*** Recorded data Section Begins ***

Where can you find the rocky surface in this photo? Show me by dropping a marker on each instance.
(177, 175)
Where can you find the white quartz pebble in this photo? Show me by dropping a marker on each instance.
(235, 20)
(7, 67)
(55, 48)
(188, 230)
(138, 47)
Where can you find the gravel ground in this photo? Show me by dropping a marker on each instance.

*** Recorded data Section Ends ***
*** Recorded data Section Begins ***

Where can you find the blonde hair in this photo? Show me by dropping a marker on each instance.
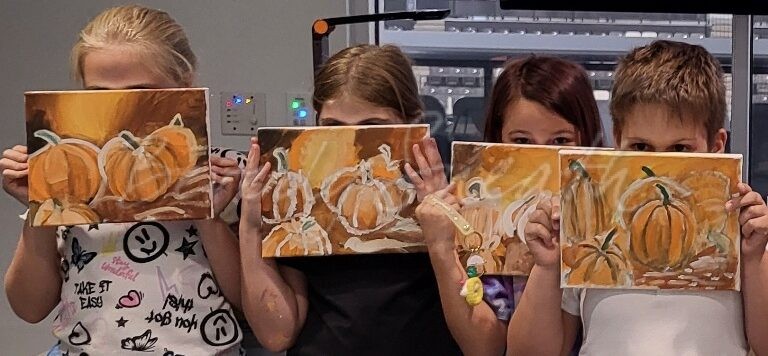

*** Recorded data Section Ends ***

**Activity:** Working from the material above, retype exactly the lines from the one with "Where can you find the rocky" through the one with "Where can you find the gravel", both included, and only those lines.

**Exercise result:**
Where can you find the rocky surface in this photo? Show me by dropping a marker on each instance.
(177, 175)
Where can you find the white quartz pebble in this photo? Show me by dropping a marker on each instance.
(235, 20)
(7, 67)
(55, 48)
(188, 230)
(138, 47)
Where can you find the gravel ground in this photo? Show me by dropping a marker on each instance.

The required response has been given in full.